> **Документ**
_ _ _ _ _ _ _
Литература

Четвертый свидетель. Интервью с поэтом Дмитрием Бобышевым

Ольга АНДРЕЕВА

01.12.2021

Материал опубликован в № 8 печатной версии газеты «Культура» от 26 августа 2021 года

Жили-были в Ленинграде четыре поэта: Ося, Женя, Толя и Дима… Продолжение этой былинной истории знают все любители поэзии. Иосиф Бродский стал нобелевским лауреатом, Евгений Рейн получил все мыслимые премии в России, Анатолий Найман стал просто умным человеком, а Дмитрий Бобышев остался тем, кем и был, — одним из самых ярких поэтических имен оттепельного ренессанса 60-х годов. 

В истории отечественной поэзии он один из немногих, кто, выбирая между классикой и барокко, выбрал последнее, унаследовав традицию Державина. С 1979 года Дмитрий Бобышев живет в США и часто приезжает на Родину. Только что в издательстве «Пальмира» вышла его книга «Февраль на Таврической улице. Стихи ранних лет». Мы поговорили с Дмитрием Васильевичем о жизни в эмиграции, ностальгии, поэзии и о том, чему его научила дружба.

— В ваших стихах почти нет этой вечной ноты русской эмиграции, той цветаевской «особенно рябины». Вы не чувствуете тоски по Родине?

— Когда я оказался в Америке, новизна настолько захватила меня, что про ностальгию я вспоминал только с насмешкой. Березки? Да вот они — белые, гладкие, сытые, посаженные на лужайках по три, как «Три сестры» Чехова. Им тут хорошо, хорошо и мне. Но со временем мне захотелось чего-то знакомого, если не родного. И я его находил, но не в Америке, а в поездках по европейским столицам. То тут, то там встречались какие-то архитектурные цитаты, знакомые по Петербургу (название «Ленинград» я умственно отвергал), городу, которого я уже никогда не увижу — так я был уверен. Злобное словечко «никогда» мучило буквально, как ворон у Эдгара По. Но как только началась перестройка и я решился навестить родной город, ностальгия исчезла тут же, как рукой сняло! На это есть хорошая английская присказка: Never say never.

— Вы ощущаете метафизическую разницу между североамериканским пространством и более привычными нам европейским и азиатским?

— В Петербурге (тогда еще Ленинграде) я вырос на Таврической улице в квартире с окнами в сад и на дворец князя Потемкина, ходил в школу, огибая дом с Башней символиста Вячеслава Иванова. Слева виднелась барочная громада собора Бартоломео Растрелли, впереди строгий фасад Смольного института Джакомо Кваренги. Одно время снимал комнату на Невском, в угловом доме над Аничковым мостом с клодтовскими конями. А уезжал из комнаты на Петроградской стороне, с окнами, в которых поблескивал шпиль собора Петропавловской крепости с ангелом наверху. Золоченый ангел в окне — самое ценное из того, что я потерял в жизни.

Вместо ангела я увидел вздыбленное до неба пространство нью-йоркской гавани. Оно поражает новоприезжих и вызывает бурю переживаний, смесь тревоги и надежды. Среди небоскребов я бродил в эйфории и видел их рукотворную суть, не испытывая подавленности. Наоборот, я с ними взлетал, ощущал колоссальный драйв.
_ _ _ _ _ _ _
> **Задание**
Дословно выпишите из интервью с Дмитрием Бобышевым отрывок от слов «Жили-были в Ленинграде» до слов «его научила дружба.» включительно.
_ _ _ _ _ _ _
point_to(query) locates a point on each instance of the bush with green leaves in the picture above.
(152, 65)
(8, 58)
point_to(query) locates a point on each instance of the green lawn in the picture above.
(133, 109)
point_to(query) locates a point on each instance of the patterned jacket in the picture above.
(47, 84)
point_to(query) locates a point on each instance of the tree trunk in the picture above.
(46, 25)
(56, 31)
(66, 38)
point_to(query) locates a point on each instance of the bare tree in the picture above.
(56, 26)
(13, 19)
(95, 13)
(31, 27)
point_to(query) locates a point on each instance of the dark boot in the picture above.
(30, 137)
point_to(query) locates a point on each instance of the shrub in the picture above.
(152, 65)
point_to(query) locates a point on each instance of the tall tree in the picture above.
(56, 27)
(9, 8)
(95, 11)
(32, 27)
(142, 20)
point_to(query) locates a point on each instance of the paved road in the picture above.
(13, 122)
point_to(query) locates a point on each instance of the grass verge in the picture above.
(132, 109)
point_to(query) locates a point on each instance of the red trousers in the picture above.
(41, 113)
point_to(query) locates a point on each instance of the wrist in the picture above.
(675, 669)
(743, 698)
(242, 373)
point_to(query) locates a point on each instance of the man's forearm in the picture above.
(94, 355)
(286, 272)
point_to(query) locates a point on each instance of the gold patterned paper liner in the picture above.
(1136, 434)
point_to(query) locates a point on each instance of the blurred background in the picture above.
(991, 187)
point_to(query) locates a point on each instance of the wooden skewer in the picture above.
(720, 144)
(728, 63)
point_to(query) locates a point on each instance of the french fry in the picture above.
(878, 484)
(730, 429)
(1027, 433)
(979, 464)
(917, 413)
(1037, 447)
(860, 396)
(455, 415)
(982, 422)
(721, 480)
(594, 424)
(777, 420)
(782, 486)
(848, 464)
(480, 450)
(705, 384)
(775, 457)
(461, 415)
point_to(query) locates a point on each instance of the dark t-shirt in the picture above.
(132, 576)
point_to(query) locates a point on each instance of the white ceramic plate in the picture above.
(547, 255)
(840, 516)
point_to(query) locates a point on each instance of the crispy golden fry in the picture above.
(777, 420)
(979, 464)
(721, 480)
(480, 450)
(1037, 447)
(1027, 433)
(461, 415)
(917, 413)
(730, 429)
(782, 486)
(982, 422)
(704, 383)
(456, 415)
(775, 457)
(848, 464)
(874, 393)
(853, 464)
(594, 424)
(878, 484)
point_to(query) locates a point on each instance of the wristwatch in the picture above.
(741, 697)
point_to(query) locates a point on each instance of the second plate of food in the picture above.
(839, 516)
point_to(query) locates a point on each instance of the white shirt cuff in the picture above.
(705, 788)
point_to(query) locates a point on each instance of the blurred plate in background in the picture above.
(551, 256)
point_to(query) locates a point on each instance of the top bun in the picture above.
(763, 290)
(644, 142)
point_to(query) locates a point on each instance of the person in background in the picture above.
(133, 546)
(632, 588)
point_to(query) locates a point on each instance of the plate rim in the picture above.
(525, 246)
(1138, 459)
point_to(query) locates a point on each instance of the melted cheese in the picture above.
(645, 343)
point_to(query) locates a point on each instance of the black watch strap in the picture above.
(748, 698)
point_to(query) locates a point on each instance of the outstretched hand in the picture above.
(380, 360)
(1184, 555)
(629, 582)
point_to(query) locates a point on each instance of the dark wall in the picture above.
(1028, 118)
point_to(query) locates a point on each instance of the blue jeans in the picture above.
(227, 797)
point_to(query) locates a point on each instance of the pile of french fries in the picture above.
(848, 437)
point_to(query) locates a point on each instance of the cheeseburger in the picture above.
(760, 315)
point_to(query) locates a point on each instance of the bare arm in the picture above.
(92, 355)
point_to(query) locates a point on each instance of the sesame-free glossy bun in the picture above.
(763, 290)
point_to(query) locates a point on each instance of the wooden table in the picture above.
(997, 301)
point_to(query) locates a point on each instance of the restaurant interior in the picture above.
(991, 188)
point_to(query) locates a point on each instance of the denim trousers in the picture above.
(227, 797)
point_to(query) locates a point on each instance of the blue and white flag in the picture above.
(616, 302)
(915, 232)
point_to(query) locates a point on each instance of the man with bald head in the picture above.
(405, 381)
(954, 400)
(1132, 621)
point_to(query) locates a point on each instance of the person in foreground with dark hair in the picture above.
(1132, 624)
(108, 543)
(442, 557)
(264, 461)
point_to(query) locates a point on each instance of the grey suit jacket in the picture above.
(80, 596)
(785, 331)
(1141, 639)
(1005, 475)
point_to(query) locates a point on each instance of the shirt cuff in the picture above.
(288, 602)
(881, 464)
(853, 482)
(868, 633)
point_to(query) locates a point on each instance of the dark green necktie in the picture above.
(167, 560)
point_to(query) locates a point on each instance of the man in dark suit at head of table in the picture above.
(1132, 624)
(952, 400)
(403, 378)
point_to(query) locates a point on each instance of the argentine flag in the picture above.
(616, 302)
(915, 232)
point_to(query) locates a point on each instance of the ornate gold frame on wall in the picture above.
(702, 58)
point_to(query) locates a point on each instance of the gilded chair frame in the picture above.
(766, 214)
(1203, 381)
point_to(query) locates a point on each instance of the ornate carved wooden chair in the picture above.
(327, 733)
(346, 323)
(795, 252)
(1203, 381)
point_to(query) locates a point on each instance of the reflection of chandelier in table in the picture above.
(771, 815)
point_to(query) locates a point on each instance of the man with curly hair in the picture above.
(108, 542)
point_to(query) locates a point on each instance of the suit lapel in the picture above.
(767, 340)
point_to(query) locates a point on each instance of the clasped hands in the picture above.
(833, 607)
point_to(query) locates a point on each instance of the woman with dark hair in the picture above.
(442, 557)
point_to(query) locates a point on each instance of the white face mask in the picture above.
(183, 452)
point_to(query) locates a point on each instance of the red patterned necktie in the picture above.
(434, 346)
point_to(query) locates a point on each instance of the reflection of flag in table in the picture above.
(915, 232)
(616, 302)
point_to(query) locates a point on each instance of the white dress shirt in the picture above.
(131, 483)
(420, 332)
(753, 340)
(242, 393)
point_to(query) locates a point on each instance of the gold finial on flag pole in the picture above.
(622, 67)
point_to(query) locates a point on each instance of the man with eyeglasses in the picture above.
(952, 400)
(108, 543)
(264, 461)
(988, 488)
_ _ _ _ _ _ _
> **Ответ**
Жили-были в Ленинграде четыре поэта: Ося, Женя, Толя и Дима… Продолжение этой былинной истории знают все любители поэзии. Иосиф Бродский стал нобелевским лауреатом, Евгений Рейн получил все мыслимые премии в России, Анатолий Найман стал просто умным человеком, а Дмитрий Бобышев остался тем, кем и был, — одним из самых ярких поэтических имен оттепельного ренессанса 60-х годов. 

В истории отечественной поэзии он один из немногих, кто, выбирая между классикой и барокко, выбрал последнее, унаследовав традицию Державина. С 1979 года Дмитрий Бобышев живет в США и часто приезжает на Родину. Только что в издательстве «Пальмира» вышла его книга «Февраль на Таврической улице. Стихи ранних лет». Мы поговорили с Дмитрием Васильевичем о жизни в эмиграции, ностальгии, поэзии и о том, чему его научила дружба.